» Do this: In the rows below, from the first line up to and including the line with "x=261, y=155", switch "white cloud" to "gray cloud" and give those lines again, otherwise unchanged.

» Dataset rows:
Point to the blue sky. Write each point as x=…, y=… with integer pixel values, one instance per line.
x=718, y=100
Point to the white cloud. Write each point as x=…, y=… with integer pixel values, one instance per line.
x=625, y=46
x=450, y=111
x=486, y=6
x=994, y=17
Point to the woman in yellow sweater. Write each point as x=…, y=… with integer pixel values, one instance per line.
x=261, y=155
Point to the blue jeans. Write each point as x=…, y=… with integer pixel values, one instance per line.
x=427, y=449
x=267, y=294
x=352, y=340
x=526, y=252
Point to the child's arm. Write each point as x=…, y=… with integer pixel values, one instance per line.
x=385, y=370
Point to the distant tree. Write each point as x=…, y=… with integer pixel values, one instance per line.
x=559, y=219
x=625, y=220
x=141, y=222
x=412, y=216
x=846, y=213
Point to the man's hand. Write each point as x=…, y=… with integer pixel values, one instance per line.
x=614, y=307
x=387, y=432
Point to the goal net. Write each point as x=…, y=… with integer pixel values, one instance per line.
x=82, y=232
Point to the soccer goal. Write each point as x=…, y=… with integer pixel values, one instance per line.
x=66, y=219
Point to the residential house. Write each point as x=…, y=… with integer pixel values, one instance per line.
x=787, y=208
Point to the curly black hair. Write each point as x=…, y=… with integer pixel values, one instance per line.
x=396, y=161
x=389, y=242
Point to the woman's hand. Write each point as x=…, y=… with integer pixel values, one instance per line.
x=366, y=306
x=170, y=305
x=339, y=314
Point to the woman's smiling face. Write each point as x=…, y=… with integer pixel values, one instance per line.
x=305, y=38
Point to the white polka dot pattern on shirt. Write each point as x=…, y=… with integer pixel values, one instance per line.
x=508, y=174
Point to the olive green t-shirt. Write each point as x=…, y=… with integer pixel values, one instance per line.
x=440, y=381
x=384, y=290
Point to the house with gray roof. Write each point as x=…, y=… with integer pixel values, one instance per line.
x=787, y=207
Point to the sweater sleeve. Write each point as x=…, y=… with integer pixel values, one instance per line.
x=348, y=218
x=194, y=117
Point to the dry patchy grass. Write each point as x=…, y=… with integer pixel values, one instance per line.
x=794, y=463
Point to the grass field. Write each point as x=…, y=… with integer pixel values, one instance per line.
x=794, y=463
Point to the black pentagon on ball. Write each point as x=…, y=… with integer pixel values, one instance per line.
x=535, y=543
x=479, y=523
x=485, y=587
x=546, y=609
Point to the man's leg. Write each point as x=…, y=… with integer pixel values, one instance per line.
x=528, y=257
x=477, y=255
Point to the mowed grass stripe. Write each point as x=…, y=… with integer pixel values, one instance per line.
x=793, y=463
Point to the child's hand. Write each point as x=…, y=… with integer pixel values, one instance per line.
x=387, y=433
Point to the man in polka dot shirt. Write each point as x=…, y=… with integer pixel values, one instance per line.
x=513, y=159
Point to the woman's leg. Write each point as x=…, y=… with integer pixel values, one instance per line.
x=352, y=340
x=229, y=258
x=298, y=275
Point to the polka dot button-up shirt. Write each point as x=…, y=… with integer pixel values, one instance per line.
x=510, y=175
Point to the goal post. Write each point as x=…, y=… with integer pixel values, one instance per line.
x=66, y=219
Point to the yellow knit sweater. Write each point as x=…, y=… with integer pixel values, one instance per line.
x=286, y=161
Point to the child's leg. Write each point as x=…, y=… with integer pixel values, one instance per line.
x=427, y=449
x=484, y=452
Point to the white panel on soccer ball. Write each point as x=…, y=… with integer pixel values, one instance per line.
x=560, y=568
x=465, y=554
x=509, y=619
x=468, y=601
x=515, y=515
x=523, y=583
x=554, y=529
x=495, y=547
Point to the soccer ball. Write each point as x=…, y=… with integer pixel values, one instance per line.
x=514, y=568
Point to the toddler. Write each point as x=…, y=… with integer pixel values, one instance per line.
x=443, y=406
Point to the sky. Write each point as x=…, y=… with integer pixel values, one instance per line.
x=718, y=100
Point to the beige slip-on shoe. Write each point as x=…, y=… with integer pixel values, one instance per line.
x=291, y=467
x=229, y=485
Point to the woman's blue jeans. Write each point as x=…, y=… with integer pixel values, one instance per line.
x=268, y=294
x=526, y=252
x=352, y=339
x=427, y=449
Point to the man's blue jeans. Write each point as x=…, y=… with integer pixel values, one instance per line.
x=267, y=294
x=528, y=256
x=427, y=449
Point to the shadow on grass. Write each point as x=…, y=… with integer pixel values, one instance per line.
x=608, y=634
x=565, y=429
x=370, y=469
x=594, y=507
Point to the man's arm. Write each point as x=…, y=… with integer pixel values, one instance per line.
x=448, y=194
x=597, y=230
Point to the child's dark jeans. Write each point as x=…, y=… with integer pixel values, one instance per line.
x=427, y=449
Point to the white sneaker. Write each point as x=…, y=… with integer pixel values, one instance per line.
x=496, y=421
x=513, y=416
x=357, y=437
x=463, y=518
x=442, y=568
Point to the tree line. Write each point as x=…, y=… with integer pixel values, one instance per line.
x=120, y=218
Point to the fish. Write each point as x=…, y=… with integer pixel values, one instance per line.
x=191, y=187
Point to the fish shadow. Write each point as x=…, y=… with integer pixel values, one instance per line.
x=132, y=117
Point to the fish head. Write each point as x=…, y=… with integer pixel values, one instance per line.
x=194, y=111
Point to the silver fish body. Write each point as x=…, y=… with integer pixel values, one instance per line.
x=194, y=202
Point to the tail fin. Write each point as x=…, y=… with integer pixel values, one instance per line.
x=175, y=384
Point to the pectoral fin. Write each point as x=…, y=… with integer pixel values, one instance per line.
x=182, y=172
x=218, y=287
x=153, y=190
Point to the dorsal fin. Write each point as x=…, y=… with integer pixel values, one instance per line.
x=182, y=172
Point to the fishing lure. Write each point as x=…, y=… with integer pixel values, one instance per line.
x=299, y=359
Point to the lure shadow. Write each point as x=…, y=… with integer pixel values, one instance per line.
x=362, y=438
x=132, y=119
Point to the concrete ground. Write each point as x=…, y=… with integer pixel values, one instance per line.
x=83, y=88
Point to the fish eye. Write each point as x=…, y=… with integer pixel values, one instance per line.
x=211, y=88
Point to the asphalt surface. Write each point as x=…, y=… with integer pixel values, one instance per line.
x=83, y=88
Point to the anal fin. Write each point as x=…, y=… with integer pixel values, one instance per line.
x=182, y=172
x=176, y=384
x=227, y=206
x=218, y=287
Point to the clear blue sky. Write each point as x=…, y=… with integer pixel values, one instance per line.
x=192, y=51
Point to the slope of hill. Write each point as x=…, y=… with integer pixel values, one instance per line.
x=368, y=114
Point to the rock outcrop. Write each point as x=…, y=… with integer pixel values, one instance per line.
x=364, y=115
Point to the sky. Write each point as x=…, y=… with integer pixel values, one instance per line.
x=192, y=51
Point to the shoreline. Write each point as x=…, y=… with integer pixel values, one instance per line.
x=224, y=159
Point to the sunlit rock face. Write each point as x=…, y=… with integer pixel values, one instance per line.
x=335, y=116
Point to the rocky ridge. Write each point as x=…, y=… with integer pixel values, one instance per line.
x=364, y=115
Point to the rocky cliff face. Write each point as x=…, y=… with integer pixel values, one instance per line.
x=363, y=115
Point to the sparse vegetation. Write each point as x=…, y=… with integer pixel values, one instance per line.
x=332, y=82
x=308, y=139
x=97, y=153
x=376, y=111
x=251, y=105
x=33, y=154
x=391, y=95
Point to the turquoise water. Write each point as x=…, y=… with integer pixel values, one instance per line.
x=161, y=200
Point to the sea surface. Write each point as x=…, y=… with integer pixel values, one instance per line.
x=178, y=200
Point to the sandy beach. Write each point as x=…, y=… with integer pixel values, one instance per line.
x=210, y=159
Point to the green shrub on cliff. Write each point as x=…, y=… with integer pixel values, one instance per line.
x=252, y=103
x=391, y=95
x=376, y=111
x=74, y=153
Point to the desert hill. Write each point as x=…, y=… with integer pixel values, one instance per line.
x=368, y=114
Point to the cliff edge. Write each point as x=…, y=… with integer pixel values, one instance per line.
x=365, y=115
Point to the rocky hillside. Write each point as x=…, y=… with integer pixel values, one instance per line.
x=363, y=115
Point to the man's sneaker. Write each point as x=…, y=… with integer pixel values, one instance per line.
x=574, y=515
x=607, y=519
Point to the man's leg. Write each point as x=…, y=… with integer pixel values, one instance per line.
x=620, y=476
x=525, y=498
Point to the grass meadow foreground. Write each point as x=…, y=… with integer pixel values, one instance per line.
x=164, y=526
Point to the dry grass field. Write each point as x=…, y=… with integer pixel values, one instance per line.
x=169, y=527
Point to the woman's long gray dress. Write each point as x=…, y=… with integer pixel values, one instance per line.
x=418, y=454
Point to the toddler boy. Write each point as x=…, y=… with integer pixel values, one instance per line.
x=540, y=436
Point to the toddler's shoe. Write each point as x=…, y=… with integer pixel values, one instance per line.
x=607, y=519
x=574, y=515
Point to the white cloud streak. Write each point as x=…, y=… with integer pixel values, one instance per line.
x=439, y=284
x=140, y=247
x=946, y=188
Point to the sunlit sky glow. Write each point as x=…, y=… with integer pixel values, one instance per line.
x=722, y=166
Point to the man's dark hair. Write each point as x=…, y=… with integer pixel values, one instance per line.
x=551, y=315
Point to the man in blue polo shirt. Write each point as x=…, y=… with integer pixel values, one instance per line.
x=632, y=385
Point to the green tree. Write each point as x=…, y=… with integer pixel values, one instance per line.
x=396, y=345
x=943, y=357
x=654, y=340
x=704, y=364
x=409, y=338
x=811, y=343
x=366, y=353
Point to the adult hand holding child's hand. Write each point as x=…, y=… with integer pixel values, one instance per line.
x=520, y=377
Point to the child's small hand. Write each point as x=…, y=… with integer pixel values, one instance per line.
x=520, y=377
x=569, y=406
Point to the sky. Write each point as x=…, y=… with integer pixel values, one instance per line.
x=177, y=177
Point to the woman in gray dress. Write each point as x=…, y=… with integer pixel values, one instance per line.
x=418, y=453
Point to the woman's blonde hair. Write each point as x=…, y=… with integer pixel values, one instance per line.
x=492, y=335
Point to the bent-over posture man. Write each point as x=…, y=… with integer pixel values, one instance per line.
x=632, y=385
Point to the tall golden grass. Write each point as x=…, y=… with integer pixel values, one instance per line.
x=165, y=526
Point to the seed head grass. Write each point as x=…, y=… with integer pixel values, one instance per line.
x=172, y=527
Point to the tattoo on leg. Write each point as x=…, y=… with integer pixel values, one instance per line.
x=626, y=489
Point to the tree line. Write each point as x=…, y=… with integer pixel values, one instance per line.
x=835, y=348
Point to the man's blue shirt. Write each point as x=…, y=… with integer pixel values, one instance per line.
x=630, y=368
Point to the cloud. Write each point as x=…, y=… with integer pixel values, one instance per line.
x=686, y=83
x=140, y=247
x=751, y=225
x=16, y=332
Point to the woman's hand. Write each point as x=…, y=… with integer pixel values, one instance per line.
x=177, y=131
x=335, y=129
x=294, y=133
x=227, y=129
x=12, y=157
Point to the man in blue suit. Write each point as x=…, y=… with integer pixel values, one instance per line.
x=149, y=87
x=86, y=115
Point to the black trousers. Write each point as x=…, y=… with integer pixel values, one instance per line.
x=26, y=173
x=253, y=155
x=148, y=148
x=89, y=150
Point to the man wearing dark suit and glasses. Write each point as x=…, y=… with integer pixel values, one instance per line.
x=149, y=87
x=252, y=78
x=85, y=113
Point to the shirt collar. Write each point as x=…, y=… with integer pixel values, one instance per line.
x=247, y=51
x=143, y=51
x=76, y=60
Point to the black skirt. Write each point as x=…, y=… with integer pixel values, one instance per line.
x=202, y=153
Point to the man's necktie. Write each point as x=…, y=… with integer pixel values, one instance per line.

» Task result:
Point to the blue sky. Write each point as x=…, y=… with integer pixel values, one instance per line.
x=718, y=100
Point to the gray cloud. Write each point as x=…, y=… with integer pixel values, one instance per line.
x=625, y=46
x=450, y=111
x=486, y=6
x=994, y=17
Point to the woman in yellow sweater. Write each point as x=…, y=… with integer pixel values, one instance per line.
x=261, y=155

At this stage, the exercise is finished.